## Goal
Update the records below by changing every occurrence of "Report every instance" to "List each instance", and leave everything else unchanged.

--- start ---

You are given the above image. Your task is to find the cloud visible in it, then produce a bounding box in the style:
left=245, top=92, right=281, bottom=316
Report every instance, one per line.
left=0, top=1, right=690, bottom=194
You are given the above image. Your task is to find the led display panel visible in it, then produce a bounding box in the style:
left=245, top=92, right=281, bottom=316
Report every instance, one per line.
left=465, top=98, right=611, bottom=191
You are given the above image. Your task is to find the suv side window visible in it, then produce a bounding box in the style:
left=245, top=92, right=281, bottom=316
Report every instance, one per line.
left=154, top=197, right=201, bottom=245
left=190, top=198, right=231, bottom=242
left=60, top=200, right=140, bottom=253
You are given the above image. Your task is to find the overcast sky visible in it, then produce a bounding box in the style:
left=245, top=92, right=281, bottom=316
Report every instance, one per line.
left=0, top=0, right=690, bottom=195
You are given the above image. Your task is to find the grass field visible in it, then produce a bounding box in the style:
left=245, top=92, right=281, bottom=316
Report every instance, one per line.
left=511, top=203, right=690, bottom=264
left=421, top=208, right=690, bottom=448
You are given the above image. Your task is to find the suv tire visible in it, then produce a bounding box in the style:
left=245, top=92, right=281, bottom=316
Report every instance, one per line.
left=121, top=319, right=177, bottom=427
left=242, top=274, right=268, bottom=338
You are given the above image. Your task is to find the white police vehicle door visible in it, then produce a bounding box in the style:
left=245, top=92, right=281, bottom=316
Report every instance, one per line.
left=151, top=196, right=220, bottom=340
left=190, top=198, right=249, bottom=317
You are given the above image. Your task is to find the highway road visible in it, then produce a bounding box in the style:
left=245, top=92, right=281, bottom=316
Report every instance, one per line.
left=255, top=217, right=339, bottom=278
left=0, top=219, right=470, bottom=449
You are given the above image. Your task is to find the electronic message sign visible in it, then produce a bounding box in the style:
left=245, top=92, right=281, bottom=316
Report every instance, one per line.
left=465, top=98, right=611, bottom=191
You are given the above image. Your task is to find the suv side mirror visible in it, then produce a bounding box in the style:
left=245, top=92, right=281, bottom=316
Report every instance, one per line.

--- end ---

## Problem solution
You are given the above image. Your task is to find the cloud visible in it, then produce a bounding box in the style:
left=245, top=92, right=281, bottom=316
List each instance, one per line.
left=0, top=1, right=690, bottom=194
You are given the above image. Your task is to find the led display panel visible in it, then produce a bounding box in the style:
left=245, top=92, right=281, bottom=316
List each instance, one per line.
left=465, top=98, right=611, bottom=191
You are given the above image. Your task is to find the suv side window visible in it, then produce a bounding box in the style:
left=245, top=92, right=281, bottom=316
List each instance, one per line.
left=154, top=197, right=201, bottom=245
left=190, top=198, right=231, bottom=242
left=60, top=200, right=140, bottom=253
You are given the above image. Your task is to find the overcast sky visible in it, then produce a bounding box in the style:
left=245, top=92, right=281, bottom=316
List each instance, one per line.
left=0, top=0, right=690, bottom=195
You are given the above image. Your task is to find the grass field visible in it, then produce a bounding box in the style:
left=245, top=92, right=281, bottom=316
List each instance, one per line.
left=511, top=203, right=690, bottom=264
left=421, top=208, right=690, bottom=448
You are given the above image. Your task is to find the suv tire visible in it, then produce a bounding box in the style:
left=245, top=92, right=281, bottom=316
List each instance, one per line.
left=121, top=319, right=177, bottom=427
left=242, top=274, right=268, bottom=338
You are given the above image. Your task is to find the white police vehicle door visible in it, then produce a bounding box in the style:
left=245, top=92, right=281, bottom=316
List each instance, one per line.
left=151, top=196, right=220, bottom=340
left=190, top=198, right=249, bottom=317
You are given the above image. Your task is to find the highway road visible in it, then produce a bounding box in the style:
left=245, top=92, right=281, bottom=316
List each instance, one per line.
left=255, top=217, right=339, bottom=278
left=0, top=219, right=470, bottom=449
You are given the above image. Your task is to find the electronic message sign visible in it, then produce a bounding box in the style:
left=245, top=92, right=281, bottom=316
List each instance, one per line.
left=465, top=98, right=611, bottom=191
You are given the above image. Your task is to find the suv side mirror visible in it, then produce a bounding box in the style:
left=245, top=92, right=281, bottom=316
List each instance, one per line.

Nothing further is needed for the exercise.